• _PROVIDED TEXT_

┏━━

Pearl Gildersleeve Curran (Denver, Colorado, June 25, 1875 – New Rochelle, New York, April 16, 1941) was an American librettist and composer of art songs and works for chorus.

Biography
Pearl was born in Denver to J. H. and Elizabeth Tipton Heats Gildersleeve.  She was a descendant of settlers who had migrated to Colorado after the Civil War.  As a young girl she studied the violin, and later became interested in the piano.  She later attended University of Denver.  She also studied with Otto Pfeffercorn, Flora Smith Hunsicker and Martha Miner.

She settled in Larchmont, New York, and married Hugh Grosvenor Curran, a manufacturer in New York city. She was a member of ASCAP, the Pen Women’s Society and the Westchester County Music Festival Association.

Music
In 1912, she published Five Love Songs, and in the years that followed she wrote both the text and music to over 40 songs.  Many important  singers of the first half of the 20th century performed her works, including Enrico Caruso, Anna Case, and John Charles Thomas.  Victor Records recorded three of her songs in the 1920s.  Caruso premiered her song Life, and it was the only American composition on the choral program at the 1934 music festival in Budapest.  Her song Sonny Boy was transcribed into Braille for the blind during her lifetime, indicating its popularity at the time.  Her grandchildren, Patricia, Nancy, and Winfred B. Holton III inspired several of her songs, including In My Looking-Glass. At the end of her life, she developed the nationally broadcast radio program A Half Hour with Pearl Curran, for which she provided piano accompaniments to some of her most popular melodies.

She was adept at conveying the mood of the text with melody and accompaniment, ranging from the "serene love song" Nocturne and the "introspective" song Evening, to the more animated and descriptive song Rain, with short and repeated notes in the piano representing a rainy day. However, author Victoria Villamil accurately describes the dichotomy in her songs: "Unquestionably the greatest detriment to her work was her insistence on setting her own simplistic, old-fashioned texts.  Otherwise, her songs are imaginative, melodious, and well crafted.  Despite their naiveté, they can also be surprisingly elaborate and expansive."

Musical compositions
All published by G. Schirmer unless noted; texts are by the composer unless noted.

┗━━

• _TASK MATERIAL_
┏━━

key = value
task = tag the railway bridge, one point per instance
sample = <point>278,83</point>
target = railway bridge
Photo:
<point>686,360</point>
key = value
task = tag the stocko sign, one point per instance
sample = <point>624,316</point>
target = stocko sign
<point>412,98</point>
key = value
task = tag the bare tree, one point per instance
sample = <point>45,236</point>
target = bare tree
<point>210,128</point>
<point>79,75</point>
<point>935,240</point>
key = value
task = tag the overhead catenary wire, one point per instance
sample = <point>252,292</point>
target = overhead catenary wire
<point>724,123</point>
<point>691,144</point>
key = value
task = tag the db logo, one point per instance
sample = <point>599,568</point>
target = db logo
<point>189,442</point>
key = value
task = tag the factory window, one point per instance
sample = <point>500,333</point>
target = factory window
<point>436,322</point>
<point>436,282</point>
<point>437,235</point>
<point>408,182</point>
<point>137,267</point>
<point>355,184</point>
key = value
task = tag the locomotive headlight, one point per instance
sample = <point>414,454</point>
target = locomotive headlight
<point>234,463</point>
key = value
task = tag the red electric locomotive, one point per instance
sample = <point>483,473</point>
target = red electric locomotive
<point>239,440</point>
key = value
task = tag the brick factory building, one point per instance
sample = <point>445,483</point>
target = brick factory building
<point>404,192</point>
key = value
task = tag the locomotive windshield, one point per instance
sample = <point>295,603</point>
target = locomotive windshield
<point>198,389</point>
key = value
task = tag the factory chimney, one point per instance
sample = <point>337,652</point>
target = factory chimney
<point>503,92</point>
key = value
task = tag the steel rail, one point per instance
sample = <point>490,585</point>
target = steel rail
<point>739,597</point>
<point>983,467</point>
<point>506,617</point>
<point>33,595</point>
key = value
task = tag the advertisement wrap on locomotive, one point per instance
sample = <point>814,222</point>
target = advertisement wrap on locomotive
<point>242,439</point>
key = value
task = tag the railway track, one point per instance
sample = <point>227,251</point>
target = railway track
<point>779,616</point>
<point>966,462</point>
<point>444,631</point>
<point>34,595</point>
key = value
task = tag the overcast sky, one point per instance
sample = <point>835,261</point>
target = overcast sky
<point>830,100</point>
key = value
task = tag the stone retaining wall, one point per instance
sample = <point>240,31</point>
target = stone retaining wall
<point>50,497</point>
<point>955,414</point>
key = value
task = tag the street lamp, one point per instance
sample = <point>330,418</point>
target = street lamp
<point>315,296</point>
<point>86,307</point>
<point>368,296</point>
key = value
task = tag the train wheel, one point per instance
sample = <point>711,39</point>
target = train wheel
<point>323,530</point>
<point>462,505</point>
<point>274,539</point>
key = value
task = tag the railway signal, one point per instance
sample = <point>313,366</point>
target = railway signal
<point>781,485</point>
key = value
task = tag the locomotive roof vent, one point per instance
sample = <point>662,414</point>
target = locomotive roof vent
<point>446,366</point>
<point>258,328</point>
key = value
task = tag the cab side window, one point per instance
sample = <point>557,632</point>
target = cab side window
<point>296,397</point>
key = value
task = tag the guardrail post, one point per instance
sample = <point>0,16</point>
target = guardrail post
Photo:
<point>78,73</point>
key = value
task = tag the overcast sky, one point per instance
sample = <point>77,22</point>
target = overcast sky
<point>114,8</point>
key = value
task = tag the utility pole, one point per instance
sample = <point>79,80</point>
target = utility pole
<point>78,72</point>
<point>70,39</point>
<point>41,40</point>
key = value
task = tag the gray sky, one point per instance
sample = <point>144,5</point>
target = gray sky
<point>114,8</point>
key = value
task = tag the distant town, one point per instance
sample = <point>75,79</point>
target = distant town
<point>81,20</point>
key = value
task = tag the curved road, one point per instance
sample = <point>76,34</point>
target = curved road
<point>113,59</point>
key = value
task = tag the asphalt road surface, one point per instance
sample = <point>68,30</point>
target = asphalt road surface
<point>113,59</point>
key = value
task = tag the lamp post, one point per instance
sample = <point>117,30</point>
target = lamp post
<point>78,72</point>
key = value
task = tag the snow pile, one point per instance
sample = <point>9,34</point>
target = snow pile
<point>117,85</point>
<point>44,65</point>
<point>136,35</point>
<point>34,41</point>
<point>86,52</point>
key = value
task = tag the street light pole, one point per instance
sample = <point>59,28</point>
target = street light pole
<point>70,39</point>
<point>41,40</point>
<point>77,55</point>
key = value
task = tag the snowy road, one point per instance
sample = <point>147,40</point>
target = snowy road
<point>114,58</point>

┗━━

• _DIRECTIVES_
1. According to the Pearl Curran biography, which song of hers did Enrico Caruso premiere?
2. Reproduce the records word for word, covering the stretch from their start through the line that contains "<point>503,92</point>".
The records and the Pearl Curran biography have nothing to do with each other.

• _RESULTS BY TASK_
1. Caruso premiered her song Life.

2.
key = value
task = tag the railway bridge, one point per instance
sample = <point>278,83</point>
target = railway bridge
Photo:
<point>686,360</point>
key = value
task = tag the stocko sign, one point per instance
sample = <point>624,316</point>
target = stocko sign
<point>412,98</point>
key = value
task = tag the bare tree, one point per instance
sample = <point>45,236</point>
target = bare tree
<point>210,128</point>
<point>79,75</point>
<point>935,240</point>
key = value
task = tag the overhead catenary wire, one point per instance
sample = <point>252,292</point>
target = overhead catenary wire
<point>724,123</point>
<point>691,144</point>
key = value
task = tag the db logo, one point per instance
sample = <point>599,568</point>
target = db logo
<point>189,442</point>
key = value
task = tag the factory window, one point per instance
sample = <point>500,333</point>
target = factory window
<point>436,322</point>
<point>436,282</point>
<point>437,235</point>
<point>408,182</point>
<point>137,267</point>
<point>355,184</point>
key = value
task = tag the locomotive headlight, one point per instance
sample = <point>414,454</point>
target = locomotive headlight
<point>234,463</point>
key = value
task = tag the red electric locomotive, one point per instance
sample = <point>483,473</point>
target = red electric locomotive
<point>239,440</point>
key = value
task = tag the brick factory building, one point per instance
sample = <point>445,483</point>
target = brick factory building
<point>404,192</point>
key = value
task = tag the locomotive windshield, one point per instance
sample = <point>295,603</point>
target = locomotive windshield
<point>198,389</point>
key = value
task = tag the factory chimney, one point per instance
sample = <point>337,652</point>
target = factory chimney
<point>503,92</point>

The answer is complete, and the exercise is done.